What is needed – Copy all the lines of the listing below exactly. Skip the images.

Material for the task –
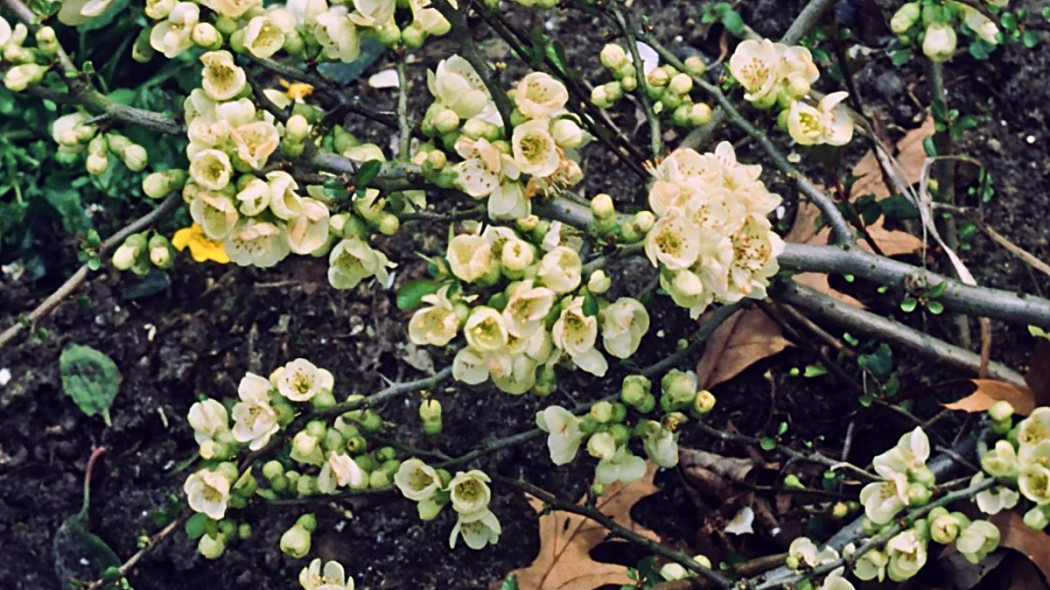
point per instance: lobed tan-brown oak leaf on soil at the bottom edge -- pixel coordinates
(566, 540)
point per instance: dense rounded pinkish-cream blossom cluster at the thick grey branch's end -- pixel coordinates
(712, 241)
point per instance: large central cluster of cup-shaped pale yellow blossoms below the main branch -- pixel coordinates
(540, 313)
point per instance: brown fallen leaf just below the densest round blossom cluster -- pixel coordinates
(746, 339)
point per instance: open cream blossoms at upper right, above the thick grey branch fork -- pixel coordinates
(778, 76)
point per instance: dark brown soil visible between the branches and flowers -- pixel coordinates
(215, 324)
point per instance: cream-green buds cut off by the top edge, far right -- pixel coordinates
(933, 25)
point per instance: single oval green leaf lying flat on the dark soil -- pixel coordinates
(91, 378)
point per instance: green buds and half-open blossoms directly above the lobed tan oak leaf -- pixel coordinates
(608, 428)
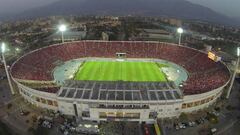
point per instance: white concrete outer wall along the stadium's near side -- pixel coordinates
(164, 109)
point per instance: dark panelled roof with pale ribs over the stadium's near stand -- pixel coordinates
(127, 91)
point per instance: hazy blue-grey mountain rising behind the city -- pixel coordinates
(171, 8)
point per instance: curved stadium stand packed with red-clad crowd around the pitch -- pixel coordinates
(39, 64)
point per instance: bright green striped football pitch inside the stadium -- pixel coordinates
(116, 71)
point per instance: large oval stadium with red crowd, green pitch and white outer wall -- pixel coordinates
(120, 80)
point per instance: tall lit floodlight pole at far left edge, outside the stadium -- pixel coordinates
(3, 48)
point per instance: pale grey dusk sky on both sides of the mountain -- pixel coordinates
(226, 7)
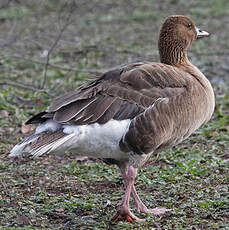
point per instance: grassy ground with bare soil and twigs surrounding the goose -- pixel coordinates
(51, 47)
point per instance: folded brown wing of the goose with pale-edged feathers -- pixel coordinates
(122, 93)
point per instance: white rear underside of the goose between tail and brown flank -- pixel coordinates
(99, 141)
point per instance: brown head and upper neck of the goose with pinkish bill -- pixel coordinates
(176, 35)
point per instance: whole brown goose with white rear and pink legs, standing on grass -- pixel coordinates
(130, 113)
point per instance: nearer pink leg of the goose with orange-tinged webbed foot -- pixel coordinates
(124, 209)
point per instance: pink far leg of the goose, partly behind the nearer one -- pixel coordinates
(142, 208)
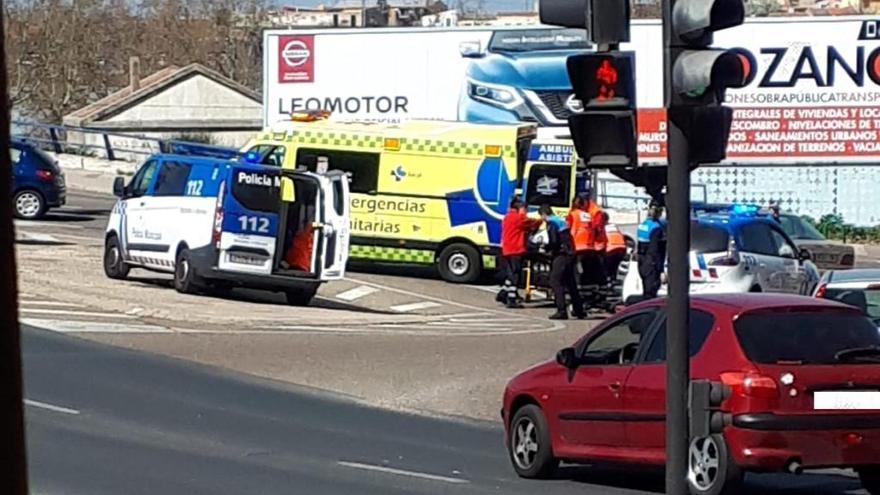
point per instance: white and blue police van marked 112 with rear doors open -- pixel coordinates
(220, 224)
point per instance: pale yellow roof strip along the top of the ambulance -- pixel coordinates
(413, 129)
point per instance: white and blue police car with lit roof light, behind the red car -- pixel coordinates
(735, 249)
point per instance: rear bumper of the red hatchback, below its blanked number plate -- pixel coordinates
(768, 442)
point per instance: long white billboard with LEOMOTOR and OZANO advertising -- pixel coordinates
(813, 94)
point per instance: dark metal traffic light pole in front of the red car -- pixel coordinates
(678, 218)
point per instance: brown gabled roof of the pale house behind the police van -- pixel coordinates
(149, 86)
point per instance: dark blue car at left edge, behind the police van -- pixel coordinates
(37, 181)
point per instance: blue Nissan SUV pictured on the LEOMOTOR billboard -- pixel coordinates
(521, 77)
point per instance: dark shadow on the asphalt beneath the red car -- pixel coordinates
(653, 480)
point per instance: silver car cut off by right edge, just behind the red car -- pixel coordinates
(857, 287)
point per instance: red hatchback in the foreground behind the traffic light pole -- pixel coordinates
(804, 375)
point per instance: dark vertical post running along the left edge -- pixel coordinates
(13, 474)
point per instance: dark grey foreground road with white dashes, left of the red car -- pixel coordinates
(102, 420)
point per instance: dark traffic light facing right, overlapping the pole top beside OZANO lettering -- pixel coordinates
(697, 75)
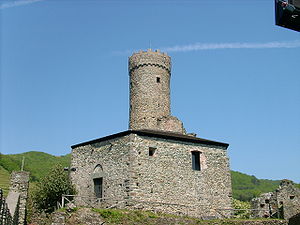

Reply –
point per instance: lobed tan-brown oak leaf on soil at the bottom edge -- pixel coordinates
(566, 540)
point per instance: dense rounded pinkish-cream blossom cluster at the thick grey branch's end -- pixel coordinates
(712, 241)
point per instance: large central cluster of cup-shaped pale yellow blossoms below the main branch -- pixel coordinates
(540, 313)
point per instance: brown fallen leaf just below the densest round blossom cluster -- pixel coordinates
(746, 339)
point per instance: open cream blossoms at upper right, above the thick grey branch fork -- pixel coordinates
(778, 76)
point per instance: dark brown soil visible between the branches and flowers -- pixel coordinates
(215, 324)
point per instance: cream-green buds cut off by the top edge, far right -- pixel coordinates
(933, 25)
point per instance: single oval green leaf lying flat on the dark soil -- pixel coordinates
(91, 378)
point per instance: green buds and half-open blossoms directly above the lobed tan oak leaf -- pixel coordinates
(608, 428)
point per instance: white concrete outer wall along the stadium's near side -- pixel coordinates
(164, 109)
point per instance: dark panelled roof with pale ribs over the stadium's near stand -- pixel coordinates
(127, 91)
point per instance: hazy blue-grey mountain rising behind the city -- pixel coordinates
(171, 8)
point per instance: curved stadium stand packed with red-clad crowd around the pitch -- pixel coordinates
(39, 64)
point per instance: bright green striped football pitch inside the stadium -- pixel coordinates
(116, 71)
point per instance: large oval stadium with red crowd, green pitch and white outer wall -- pixel coordinates
(120, 80)
point per instance: tall lit floodlight pole at far left edge, outside the stadium -- pixel coordinates
(3, 48)
point per instance: pale grey dusk sky on both sides of the mountain -- pixel coordinates
(226, 7)
point per instance: grassy ground with bare soil and twigs surrounding the goose -- pixel coordinates
(51, 47)
point per instance: folded brown wing of the goose with pale-edged feathers -- pixel coordinates
(122, 93)
point per instance: white rear underside of the goose between tail and brown flank -- pixel coordinates
(99, 141)
point per instance: brown head and upper neck of the goose with pinkish bill -- pixel coordinates
(176, 35)
point per instance: whole brown goose with white rear and pink legs, standing on grass -- pixel coordinates
(130, 113)
point per instance: nearer pink leg of the goose with orange-tinged webbed foot -- pixel coordinates
(124, 209)
point per instance: pink far leg of the goose, partly behind the nearer one -- pixel coordinates
(142, 208)
point per instance: white and blue police van marked 112 with rear doors open -- pixel coordinates
(220, 224)
point per instance: pale yellow roof strip along the top of the ambulance -- pixel coordinates
(413, 129)
point per instance: white and blue police car with lit roof light, behind the red car -- pixel coordinates
(735, 249)
point per instance: rear bumper of the red hatchback, below its blanked number plate -- pixel coordinates
(768, 442)
point per instance: long white billboard with LEOMOTOR and OZANO advertising -- pixel coordinates
(813, 94)
point per instance: dark metal traffic light pole in front of the red car -- pixel coordinates
(678, 218)
point per instance: brown gabled roof of the pale house behind the police van -- pixel coordinates
(149, 86)
point per instance: dark blue car at left edge, behind the police van -- pixel coordinates
(37, 181)
point per instance: blue Nissan SUV pictured on the LEOMOTOR billboard -- pixel coordinates
(521, 77)
point per instance: dark shadow on the asphalt beneath the red car -- pixel coordinates
(653, 480)
point per instance: silver car cut off by right edge, just behind the red car -- pixel coordinates
(857, 287)
point per instance: red hatchback in the foreground behind the traffic light pole -- pixel coordinates
(804, 375)
point per instance: dark vertical post running along the left edge -- pixel coordinates
(13, 474)
point per instance: dark grey foreground road with white dashes, left of the red car -- pixel coordinates
(102, 420)
point per instance: dark traffic light facing right, overlapping the pole top beside OZANO lettering -- pixel coordinates
(697, 75)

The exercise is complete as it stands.